▼

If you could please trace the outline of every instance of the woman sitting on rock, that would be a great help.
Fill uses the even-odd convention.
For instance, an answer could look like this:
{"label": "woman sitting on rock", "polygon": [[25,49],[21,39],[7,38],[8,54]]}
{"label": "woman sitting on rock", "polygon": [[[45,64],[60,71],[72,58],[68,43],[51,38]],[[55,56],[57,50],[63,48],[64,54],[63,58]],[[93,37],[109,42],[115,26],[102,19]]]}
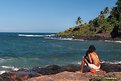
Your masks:
{"label": "woman sitting on rock", "polygon": [[95,52],[96,48],[94,45],[90,45],[89,49],[86,52],[86,55],[82,58],[81,69],[83,72],[84,65],[86,64],[89,67],[89,70],[98,71],[100,69],[100,60]]}

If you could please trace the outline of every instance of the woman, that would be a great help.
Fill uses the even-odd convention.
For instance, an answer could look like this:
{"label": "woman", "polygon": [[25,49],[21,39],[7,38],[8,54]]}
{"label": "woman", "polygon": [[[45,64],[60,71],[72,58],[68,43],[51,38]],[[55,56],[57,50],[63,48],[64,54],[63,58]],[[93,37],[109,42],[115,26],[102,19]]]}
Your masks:
{"label": "woman", "polygon": [[94,45],[90,45],[89,49],[86,52],[86,55],[82,58],[81,69],[83,72],[84,65],[86,64],[89,67],[89,70],[95,69],[98,71],[100,69],[100,60],[96,53],[96,48]]}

▲

=== EXERCISE BRIEF ===
Could you rescale everything from the line containing "woman, that would be a great help." down through the end of the records, reproducing those lines with the requests included? Multiply every polygon coordinate in the answers by 1.4 and round to whole numbers, rounding halves up. Leave the numbers in the requests and their sample formats unchanged.

=== EXERCISE RESULT ===
If you could please trace the outline of every instance of the woman, that would be a great help.
Fill uses the even-odd convention.
For instance, an answer could look like this:
{"label": "woman", "polygon": [[25,49],[21,39],[7,38],[8,54]]}
{"label": "woman", "polygon": [[[45,64],[60,71],[72,58],[68,43],[51,38]],[[55,56],[57,50],[63,48],[64,54],[63,58]],[[93,37],[109,42],[115,26],[102,19]]]}
Your masks:
{"label": "woman", "polygon": [[132,63],[126,63],[125,69],[120,73],[120,77],[115,81],[113,97],[116,101],[118,91],[120,90],[125,94],[125,98],[133,97],[137,99],[140,97],[140,84],[134,74],[134,67]]}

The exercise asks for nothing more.